Reading text
Hitting a Strong Overhead
If you are unable to anticipate and avoid the lob from your opponents (for instance, if your opponents throw up an unexpected, effective lob from the transition area or off their backhand side), then the most you can do is to hit a solid shot in response to the lob. Once you recognize that your opponents are sending a lob in your direction, you have two options (assuming the lob will land within the pickleball court and not out of bounds): (1) try to take the pickleball out of the air with an overhead; or (2) let the pickleball bounce and hit the pickleball off the bounce.
Assuming that the lob is short, or you have enough of a jump to take the pickleball out of the air, then the best defense to a lob may just be a killer overhead. To crush the overhead:
- Immediately rotate your body sideways to avoid backpedaling (which can be dangerous on the pickleball court). Also, be careful not to step forward when preparing to track down the lob. If you step forward too much, you could commit an inadvertent foot fault if you step on the Non-Volley Zone line;
- Raise your paddle up by your ear with your paddle laid back and elbow up, and point your non-paddle hand at the pickleball out in front of your body. To note, this is important to help guide where you will make contact with the pickleball and can also help block the sun on sunny days;
- Move your feet—by moving sideways and not backpedaling—to make sure you are positioned to hit the pickleball out in front of your body. Also, if you are jumping into the air, it is important to correctly time your jump, so that you are making contact with the pickleball at the height of your jump;
- Bring your paddle square to meet the pickleball out in front of your body with full-arm extension (if you are right-handed, think about hitting at 1 o'clock (imagining a clock is in front of you); if you are left-handed, think about hitting at 11 o'clock (imagining a clock is in front of you)). Also, to note, it is important to accelerate up to the point of contact, rather than accelerating down after contact; and
- Finish your overhead by following through the pickleball down and slightly across your body.
Also, be cognizant of your paddle angle. Your paddle angle will dictate where the pickleball will go. Be sure your paddle angle is down into your opponent's side of the pickleball court, so as not to sail the pickleball out of bounds, but also not so far that you hit the pickleball straight into the net. One reason your paddle angle could be down toward the pickleball net is that could be collapsing your top half, or dropping your head or eyes, at contact. Avoid collapsing your top half and/or dropping your head or eyes at contact.
Lastly, consider adding angles to your overhead that take the pickleball off the court to the left or the right in order to make a more difficult return for your opponents. A strong overhead—especially a strong overhead with angles—will certainly discourage future lobs against you.
Effectively Chasing Down the Lob
If you decide to let the pickleball bounce—for instance, if the pickleball is out of your reach for an overhead or you can make a stronger shot off the bounce—you need to effectively chase down the lob and reset the point. To do this, you will generally need to (1) effectively chase down the lob; (2) work with your partner in doubles pickleball, so that the partner that has the best opportunity to return the lob takes the shot; and (3) hit the best shot to reset the point.

Record list

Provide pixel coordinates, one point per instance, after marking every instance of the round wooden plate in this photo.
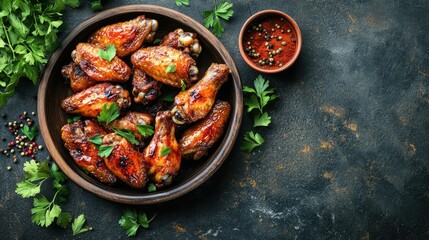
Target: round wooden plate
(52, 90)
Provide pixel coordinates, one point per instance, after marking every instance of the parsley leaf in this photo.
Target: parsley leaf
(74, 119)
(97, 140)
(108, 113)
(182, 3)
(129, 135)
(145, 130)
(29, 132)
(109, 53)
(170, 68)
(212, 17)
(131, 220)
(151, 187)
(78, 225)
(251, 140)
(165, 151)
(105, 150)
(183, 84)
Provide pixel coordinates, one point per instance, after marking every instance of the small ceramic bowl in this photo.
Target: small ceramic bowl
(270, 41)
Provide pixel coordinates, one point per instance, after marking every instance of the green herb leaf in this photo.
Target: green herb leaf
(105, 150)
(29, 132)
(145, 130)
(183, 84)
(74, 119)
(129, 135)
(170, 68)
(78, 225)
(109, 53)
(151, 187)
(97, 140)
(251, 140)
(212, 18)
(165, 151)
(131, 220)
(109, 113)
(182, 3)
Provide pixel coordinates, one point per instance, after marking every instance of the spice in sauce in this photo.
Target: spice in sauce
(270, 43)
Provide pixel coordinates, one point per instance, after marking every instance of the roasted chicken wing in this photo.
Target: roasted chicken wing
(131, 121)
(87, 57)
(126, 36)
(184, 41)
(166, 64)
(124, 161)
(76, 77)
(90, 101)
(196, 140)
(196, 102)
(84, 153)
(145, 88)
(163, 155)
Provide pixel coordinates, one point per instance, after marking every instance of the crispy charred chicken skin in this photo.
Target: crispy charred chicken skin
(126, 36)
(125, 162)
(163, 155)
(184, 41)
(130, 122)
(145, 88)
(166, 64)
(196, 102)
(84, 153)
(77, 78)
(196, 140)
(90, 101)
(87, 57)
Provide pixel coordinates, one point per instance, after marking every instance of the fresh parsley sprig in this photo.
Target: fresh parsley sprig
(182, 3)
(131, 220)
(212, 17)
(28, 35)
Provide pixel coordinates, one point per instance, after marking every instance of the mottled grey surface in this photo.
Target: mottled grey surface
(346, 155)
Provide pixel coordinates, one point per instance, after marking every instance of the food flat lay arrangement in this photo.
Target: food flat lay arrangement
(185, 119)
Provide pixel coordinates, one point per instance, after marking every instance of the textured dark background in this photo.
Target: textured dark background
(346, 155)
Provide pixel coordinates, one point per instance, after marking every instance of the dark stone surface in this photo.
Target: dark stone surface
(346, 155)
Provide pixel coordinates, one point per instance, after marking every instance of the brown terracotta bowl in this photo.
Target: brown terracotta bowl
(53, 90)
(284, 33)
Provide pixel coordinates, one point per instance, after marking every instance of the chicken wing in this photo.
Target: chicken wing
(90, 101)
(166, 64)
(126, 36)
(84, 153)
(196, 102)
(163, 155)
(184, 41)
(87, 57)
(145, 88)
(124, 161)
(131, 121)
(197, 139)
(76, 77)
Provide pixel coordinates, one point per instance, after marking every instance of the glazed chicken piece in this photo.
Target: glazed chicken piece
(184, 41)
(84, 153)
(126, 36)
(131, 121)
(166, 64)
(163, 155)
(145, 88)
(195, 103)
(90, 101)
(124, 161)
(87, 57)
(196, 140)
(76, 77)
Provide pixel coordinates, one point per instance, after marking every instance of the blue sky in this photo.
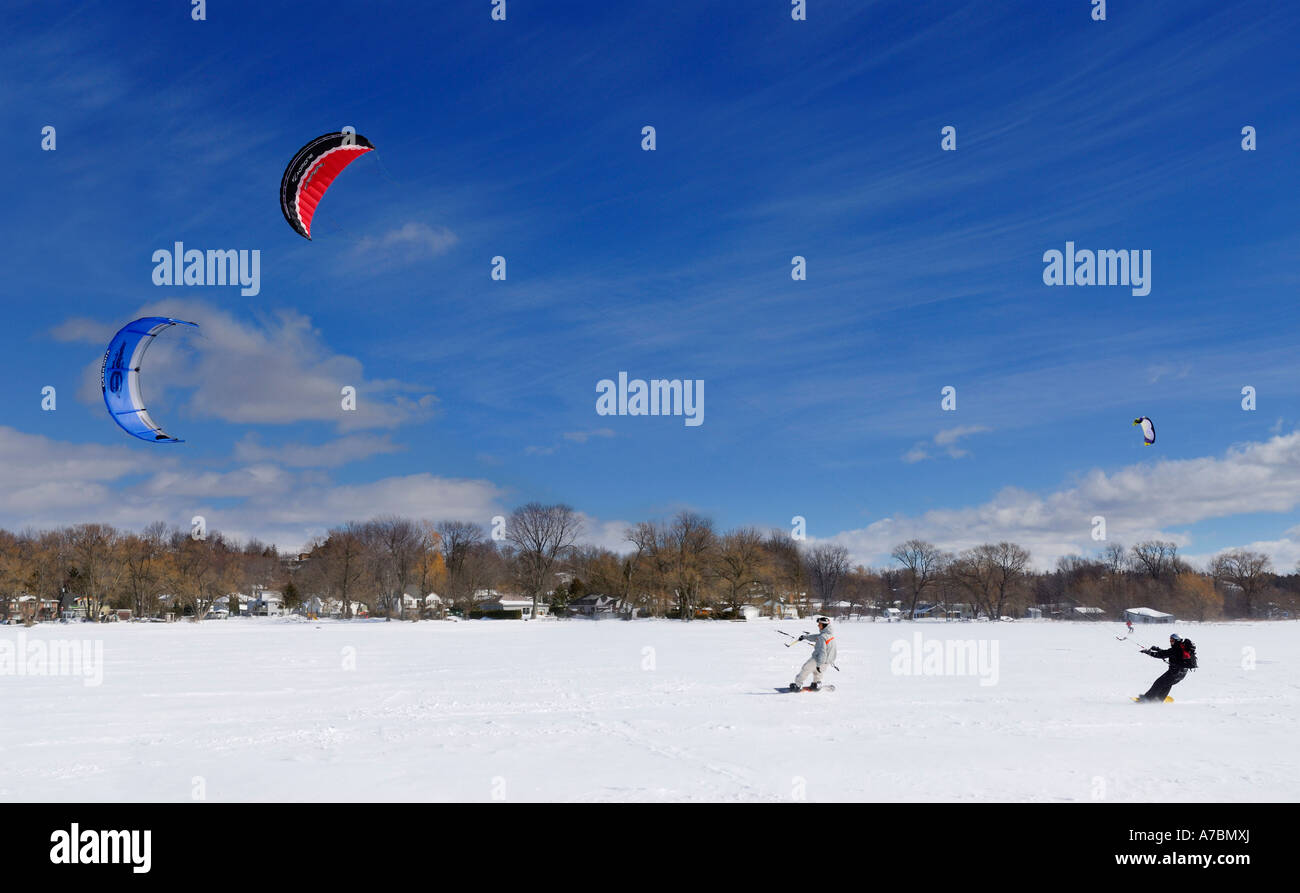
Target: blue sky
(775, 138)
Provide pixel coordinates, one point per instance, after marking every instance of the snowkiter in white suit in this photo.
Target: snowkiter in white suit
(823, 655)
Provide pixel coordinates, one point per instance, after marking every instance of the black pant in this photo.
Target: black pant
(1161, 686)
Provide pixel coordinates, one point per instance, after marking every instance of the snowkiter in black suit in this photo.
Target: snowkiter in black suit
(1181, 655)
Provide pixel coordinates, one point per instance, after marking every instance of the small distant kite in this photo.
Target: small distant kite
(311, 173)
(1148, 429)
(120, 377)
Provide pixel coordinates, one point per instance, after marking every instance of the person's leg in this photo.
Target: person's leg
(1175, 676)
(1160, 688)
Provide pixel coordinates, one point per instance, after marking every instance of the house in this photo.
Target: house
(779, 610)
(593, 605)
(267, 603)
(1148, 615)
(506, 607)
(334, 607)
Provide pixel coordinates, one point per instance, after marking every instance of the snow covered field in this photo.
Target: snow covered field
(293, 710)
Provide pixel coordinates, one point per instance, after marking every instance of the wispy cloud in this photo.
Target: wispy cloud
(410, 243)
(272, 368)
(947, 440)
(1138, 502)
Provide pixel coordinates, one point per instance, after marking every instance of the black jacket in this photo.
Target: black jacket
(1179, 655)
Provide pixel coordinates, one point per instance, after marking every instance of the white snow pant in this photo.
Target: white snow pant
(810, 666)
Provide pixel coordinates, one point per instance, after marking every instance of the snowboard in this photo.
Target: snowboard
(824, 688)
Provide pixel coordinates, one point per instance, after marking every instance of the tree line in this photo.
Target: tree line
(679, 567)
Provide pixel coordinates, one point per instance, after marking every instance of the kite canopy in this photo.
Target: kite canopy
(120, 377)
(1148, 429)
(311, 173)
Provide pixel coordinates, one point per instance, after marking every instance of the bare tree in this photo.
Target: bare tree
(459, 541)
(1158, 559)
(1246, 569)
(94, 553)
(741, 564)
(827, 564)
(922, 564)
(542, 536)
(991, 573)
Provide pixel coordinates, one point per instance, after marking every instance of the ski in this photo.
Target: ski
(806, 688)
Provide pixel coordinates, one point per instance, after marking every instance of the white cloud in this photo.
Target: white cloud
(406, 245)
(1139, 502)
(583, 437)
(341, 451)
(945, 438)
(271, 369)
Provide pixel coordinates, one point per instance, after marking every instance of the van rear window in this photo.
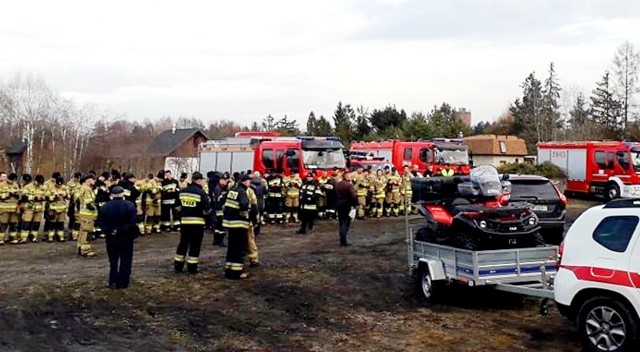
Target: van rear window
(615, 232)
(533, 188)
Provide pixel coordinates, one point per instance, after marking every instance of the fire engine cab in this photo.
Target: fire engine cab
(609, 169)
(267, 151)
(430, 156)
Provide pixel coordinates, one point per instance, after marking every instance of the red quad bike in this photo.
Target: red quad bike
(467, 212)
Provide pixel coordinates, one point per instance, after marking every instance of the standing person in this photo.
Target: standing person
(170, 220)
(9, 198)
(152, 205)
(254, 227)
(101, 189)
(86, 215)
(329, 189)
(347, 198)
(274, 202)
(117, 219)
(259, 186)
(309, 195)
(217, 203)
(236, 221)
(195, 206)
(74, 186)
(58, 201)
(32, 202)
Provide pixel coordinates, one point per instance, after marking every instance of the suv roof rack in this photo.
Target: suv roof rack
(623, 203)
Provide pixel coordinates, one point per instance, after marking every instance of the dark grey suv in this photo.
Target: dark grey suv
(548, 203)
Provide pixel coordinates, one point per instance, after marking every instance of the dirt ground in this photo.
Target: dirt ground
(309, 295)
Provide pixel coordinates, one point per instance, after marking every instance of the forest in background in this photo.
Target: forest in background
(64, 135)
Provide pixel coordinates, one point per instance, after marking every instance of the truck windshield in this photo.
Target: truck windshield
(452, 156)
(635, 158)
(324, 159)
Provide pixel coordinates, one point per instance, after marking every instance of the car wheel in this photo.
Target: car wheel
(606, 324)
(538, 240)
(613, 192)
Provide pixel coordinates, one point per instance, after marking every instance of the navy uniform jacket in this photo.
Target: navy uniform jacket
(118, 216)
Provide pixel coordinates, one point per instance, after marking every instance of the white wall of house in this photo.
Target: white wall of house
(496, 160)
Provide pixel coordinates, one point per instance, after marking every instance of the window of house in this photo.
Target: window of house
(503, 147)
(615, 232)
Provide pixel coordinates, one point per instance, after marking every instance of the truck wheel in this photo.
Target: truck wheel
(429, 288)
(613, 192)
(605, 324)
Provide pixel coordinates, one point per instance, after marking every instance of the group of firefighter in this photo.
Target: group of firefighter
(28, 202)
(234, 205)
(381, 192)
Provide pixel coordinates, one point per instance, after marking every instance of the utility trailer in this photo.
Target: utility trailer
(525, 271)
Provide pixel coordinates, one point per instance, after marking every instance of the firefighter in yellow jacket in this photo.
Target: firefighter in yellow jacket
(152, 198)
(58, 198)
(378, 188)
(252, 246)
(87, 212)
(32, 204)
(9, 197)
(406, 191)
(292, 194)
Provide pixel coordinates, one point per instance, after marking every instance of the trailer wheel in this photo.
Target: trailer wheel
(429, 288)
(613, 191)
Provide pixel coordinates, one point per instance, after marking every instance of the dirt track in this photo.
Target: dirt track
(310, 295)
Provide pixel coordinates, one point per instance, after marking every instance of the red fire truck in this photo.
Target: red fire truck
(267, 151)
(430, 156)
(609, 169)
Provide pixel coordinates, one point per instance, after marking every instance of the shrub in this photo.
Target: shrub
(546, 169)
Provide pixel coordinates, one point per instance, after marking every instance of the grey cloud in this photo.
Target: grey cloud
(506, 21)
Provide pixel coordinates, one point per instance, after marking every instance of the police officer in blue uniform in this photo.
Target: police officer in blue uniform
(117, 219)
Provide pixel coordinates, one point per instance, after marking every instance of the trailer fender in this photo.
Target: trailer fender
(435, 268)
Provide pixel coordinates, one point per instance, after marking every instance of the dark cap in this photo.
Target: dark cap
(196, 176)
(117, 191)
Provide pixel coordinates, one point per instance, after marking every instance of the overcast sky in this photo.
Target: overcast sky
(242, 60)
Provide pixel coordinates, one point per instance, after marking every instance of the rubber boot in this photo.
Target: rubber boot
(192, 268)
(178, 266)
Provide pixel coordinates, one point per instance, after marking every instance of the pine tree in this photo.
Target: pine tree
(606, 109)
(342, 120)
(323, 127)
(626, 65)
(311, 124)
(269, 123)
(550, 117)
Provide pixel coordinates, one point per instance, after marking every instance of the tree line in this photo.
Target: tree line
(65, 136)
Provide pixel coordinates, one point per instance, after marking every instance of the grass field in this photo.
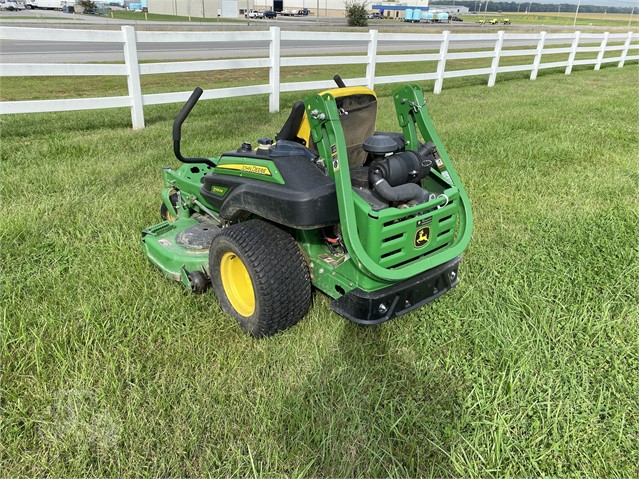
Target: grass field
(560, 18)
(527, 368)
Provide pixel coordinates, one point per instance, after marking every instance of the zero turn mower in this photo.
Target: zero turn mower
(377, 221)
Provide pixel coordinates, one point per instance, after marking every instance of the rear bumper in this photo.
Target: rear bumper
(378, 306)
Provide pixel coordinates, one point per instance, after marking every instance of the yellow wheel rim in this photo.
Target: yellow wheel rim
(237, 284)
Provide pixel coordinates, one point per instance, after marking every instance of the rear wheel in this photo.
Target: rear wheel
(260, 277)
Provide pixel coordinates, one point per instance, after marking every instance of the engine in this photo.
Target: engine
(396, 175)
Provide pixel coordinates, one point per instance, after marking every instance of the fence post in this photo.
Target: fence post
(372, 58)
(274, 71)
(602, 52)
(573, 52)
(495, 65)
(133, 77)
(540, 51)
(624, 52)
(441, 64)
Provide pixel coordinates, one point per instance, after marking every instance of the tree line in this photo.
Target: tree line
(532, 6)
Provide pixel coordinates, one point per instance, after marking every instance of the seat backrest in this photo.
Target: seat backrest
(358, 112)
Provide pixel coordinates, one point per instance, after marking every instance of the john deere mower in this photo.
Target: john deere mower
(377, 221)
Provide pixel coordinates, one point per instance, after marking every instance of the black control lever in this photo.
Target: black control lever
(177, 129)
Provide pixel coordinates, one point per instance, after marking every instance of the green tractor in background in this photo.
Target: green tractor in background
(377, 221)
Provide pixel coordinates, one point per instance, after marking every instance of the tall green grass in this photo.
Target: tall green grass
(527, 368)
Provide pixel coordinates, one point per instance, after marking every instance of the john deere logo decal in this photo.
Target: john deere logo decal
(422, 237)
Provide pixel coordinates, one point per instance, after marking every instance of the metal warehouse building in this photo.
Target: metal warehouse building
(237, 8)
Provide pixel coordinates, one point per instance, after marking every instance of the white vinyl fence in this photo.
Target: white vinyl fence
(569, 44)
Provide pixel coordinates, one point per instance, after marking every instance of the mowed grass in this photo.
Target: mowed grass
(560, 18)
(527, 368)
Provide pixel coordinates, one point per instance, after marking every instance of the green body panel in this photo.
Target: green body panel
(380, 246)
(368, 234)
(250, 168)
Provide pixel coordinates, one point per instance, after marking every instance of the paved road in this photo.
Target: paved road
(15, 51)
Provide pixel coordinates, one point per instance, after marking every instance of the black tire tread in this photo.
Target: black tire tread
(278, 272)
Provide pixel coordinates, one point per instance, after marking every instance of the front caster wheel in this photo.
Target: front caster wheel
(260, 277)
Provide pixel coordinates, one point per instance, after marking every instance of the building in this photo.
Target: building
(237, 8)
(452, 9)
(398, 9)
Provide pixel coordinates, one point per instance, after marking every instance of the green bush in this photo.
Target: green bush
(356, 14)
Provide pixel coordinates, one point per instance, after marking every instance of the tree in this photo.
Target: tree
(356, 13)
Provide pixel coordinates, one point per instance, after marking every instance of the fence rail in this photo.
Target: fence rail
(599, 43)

Your tasks
(1) From the pickleball lob text, list the three things a player generally needs to do after deciding to let the pickleball bounce.
(2) Summarize the pickleball lob text in two sentences.
(3) Write the next part of the pickleball lob text, starting after its final sentence.

Outputs in order
(1)
1. Effectively chase down the lob.
2. In doubles, work with your partner so that the partner with the best opportunity to return the lob takes the shot.
3. Hit the best shot to reset the point.

(2) When a lob can't be avoided, a player can either take the pickleball out of the air with an overhead or let it bounce and hit it off the bounce. A strong overhead depends on rotating sideways, raising the paddle while pointing the other hand at the ball, making contact out in front with full-arm extension and a controlled paddle angle, and possibly adding angles, while letting the ball bounce requires chasing down the lob, coordinating with a doubles partner, and hitting a shot that resets the point.

(3)
Effectively Chase Down the Lob
To effectively chase down the lob, you will need to drop step (i.e. a small step back and to the side, so that you run backwards, rather than backpedal), turn your body, and run towards the baseline. To set yourself up for the strongest shot off the bounce:
- Run to the side of the pickleball, so that the pickleball is one to two feet to the paddle side of your body (to note, a forehand shot will likely be stronger than a backhand shot, so keeping the pickleball on your paddle side will prepare you for a forehand, as opposed to a backhand);
- Prepare your paddle as you are running;
- Run beyond the point of the bounce, as you should hit the pickleball out in front of your body after the bounce; and
- Firmly plant your paddle-side foot to stop and strike the pickleball.
Work with Your Partner in Doubles Pickleball
With any shot on the pickleball court, it is important to work together with your partner in doubles pickleball. This holds true on the lob, too. One key consideration on the lob is whether you or your partner will take the shot. Just like many other shots in pickleball, the player with his or her forehand to the middle of the court is in a better position to return the lob. However, mobility may also be a factor. The player with the stronger mobility may want to take charge on chasing down lobs. So, communication is key when your opponents send a lob into the air.
Regardless of who hits the lob, consider whether you and your partner need to switch sides of the court in order to be ready for the return shot. A switch is effective if a lob pulls one player into the same side of the court as his or her partner. The partner that is not taking the shot off the lob should yell “switch” and move to the other side of the pickleball court. This switching of sides will allow you and your partner to cover more of the pickleball court in the event that your opponents return the pickleball.
Also, the partner that is not taking the shot off the lob should also consider taking a step or two back to give him or her a bit more reaction time in the event that the shot off the lob is a poor shot. Falling back and pinching the middle of the court can help prepare you and your partner for a strong return from your opponents and keep you in the point. And, remember, if the shot off the lob is a good shot, both you and your partner should try to move in toward the Non-Volley Zone line.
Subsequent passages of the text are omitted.